▶ **Описание задания**
Выпишите из данных ниже каждую строку, где встречается слово «white».

▶ **Исходные данные**
____

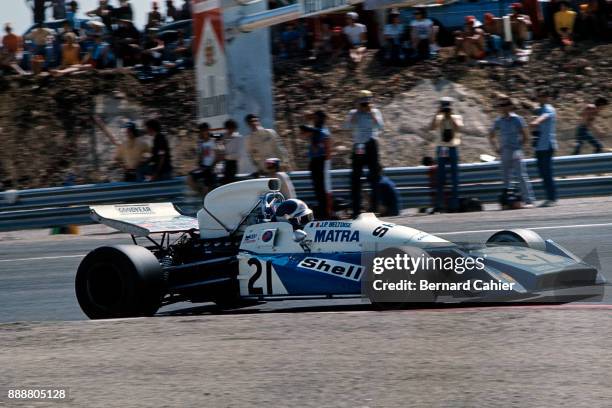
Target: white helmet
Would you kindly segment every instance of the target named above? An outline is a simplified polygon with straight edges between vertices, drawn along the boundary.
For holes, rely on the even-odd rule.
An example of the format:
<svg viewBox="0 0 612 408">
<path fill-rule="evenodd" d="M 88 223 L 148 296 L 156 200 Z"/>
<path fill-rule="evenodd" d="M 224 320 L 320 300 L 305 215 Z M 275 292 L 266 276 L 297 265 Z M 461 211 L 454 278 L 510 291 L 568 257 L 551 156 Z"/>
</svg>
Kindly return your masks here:
<svg viewBox="0 0 612 408">
<path fill-rule="evenodd" d="M 295 198 L 283 201 L 274 214 L 276 221 L 286 221 L 293 225 L 294 229 L 303 228 L 313 220 L 312 210 L 305 202 Z"/>
</svg>

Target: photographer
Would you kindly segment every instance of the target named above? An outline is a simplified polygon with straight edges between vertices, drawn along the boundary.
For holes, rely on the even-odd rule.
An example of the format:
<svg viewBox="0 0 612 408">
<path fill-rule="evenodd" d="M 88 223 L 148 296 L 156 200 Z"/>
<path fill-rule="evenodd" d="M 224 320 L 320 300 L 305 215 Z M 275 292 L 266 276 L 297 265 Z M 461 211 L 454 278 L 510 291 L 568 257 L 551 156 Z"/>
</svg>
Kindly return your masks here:
<svg viewBox="0 0 612 408">
<path fill-rule="evenodd" d="M 550 104 L 550 94 L 547 89 L 538 90 L 537 99 L 540 105 L 535 111 L 537 117 L 531 121 L 529 127 L 534 135 L 533 149 L 538 161 L 538 172 L 544 183 L 544 191 L 546 191 L 546 201 L 540 207 L 552 207 L 557 202 L 552 162 L 555 150 L 558 148 L 557 112 Z"/>
<path fill-rule="evenodd" d="M 380 110 L 372 106 L 372 92 L 359 91 L 357 109 L 349 112 L 344 125 L 353 133 L 353 154 L 351 174 L 351 197 L 353 200 L 353 217 L 361 213 L 361 175 L 363 166 L 368 166 L 368 180 L 372 187 L 370 212 L 376 212 L 378 206 L 377 186 L 380 179 L 380 160 L 378 158 L 378 134 L 384 122 Z"/>
<path fill-rule="evenodd" d="M 440 99 L 440 109 L 431 121 L 430 126 L 430 130 L 440 132 L 440 139 L 436 148 L 438 180 L 434 211 L 440 211 L 445 208 L 444 185 L 446 184 L 446 166 L 450 166 L 452 186 L 448 209 L 455 211 L 459 208 L 459 154 L 457 150 L 461 144 L 459 132 L 463 127 L 463 118 L 461 115 L 453 113 L 452 101 L 452 98 Z"/>
</svg>

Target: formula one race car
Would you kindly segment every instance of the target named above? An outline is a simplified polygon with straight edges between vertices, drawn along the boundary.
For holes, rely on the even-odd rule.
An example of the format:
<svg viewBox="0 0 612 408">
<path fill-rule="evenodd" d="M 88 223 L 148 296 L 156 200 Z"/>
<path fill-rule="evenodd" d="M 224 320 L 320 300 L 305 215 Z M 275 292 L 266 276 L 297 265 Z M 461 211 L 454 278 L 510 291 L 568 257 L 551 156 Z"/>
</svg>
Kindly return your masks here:
<svg viewBox="0 0 612 408">
<path fill-rule="evenodd" d="M 481 257 L 484 268 L 437 274 L 437 282 L 498 282 L 512 290 L 432 290 L 428 301 L 550 302 L 601 296 L 597 269 L 533 231 L 494 234 L 464 248 L 366 213 L 355 220 L 315 221 L 299 200 L 285 200 L 277 179 L 240 181 L 211 191 L 197 218 L 171 203 L 91 207 L 92 217 L 132 236 L 134 245 L 90 252 L 76 294 L 92 319 L 153 315 L 171 303 L 244 302 L 293 297 L 361 297 L 369 275 L 364 255 L 384 248 Z M 297 204 L 296 204 L 297 203 Z M 148 246 L 137 240 L 146 239 Z M 451 276 L 452 275 L 452 276 Z M 429 275 L 428 275 L 429 276 Z"/>
</svg>

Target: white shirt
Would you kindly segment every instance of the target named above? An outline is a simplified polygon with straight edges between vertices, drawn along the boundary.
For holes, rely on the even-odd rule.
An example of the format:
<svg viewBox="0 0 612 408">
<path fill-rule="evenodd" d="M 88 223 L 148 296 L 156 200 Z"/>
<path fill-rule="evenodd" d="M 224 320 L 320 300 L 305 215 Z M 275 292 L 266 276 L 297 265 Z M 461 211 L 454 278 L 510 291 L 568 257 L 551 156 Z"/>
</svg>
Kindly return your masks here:
<svg viewBox="0 0 612 408">
<path fill-rule="evenodd" d="M 384 34 L 391 38 L 398 39 L 404 32 L 404 26 L 401 24 L 387 24 L 385 25 Z"/>
<path fill-rule="evenodd" d="M 225 140 L 225 160 L 240 160 L 244 151 L 244 137 L 234 132 Z"/>
<path fill-rule="evenodd" d="M 410 27 L 412 27 L 413 32 L 419 40 L 428 40 L 431 37 L 433 22 L 428 18 L 424 18 L 423 20 L 412 20 Z"/>
<path fill-rule="evenodd" d="M 459 127 L 459 132 L 460 132 L 461 128 L 463 127 L 463 117 L 461 117 L 461 115 L 451 115 L 451 117 L 455 120 L 455 123 Z M 450 119 L 446 118 L 443 114 L 436 115 L 434 127 L 439 132 L 440 139 L 438 141 L 438 146 L 453 147 L 453 146 L 459 146 L 461 144 L 461 136 L 459 135 L 459 132 L 453 132 L 453 138 L 451 139 L 450 142 L 444 142 L 442 140 L 442 133 L 444 132 L 444 130 L 453 129 L 453 123 L 451 122 Z"/>
<path fill-rule="evenodd" d="M 376 121 L 372 119 L 372 115 L 376 118 Z M 357 116 L 353 123 L 353 117 Z M 346 122 L 344 124 L 345 129 L 353 131 L 353 143 L 367 143 L 370 139 L 378 138 L 378 134 L 384 126 L 382 113 L 376 108 L 372 108 L 372 114 L 367 112 L 360 112 L 357 109 L 353 109 L 349 112 Z"/>
<path fill-rule="evenodd" d="M 214 140 L 208 140 L 207 142 L 200 142 L 200 155 L 202 157 L 202 166 L 210 167 L 215 164 L 215 142 Z"/>
<path fill-rule="evenodd" d="M 355 23 L 352 26 L 344 26 L 342 32 L 346 34 L 351 41 L 351 44 L 359 45 L 363 42 L 361 39 L 361 34 L 368 32 L 368 29 L 363 24 Z"/>
</svg>

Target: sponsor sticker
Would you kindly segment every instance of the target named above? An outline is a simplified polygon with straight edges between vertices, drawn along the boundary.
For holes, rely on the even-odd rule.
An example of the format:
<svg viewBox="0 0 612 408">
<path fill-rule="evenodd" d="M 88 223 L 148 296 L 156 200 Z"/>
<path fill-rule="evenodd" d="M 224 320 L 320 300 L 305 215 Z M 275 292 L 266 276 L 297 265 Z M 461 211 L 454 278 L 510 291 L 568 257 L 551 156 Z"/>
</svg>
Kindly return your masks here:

____

▶ **Ответ**
Target: white helmet
Target: white shirt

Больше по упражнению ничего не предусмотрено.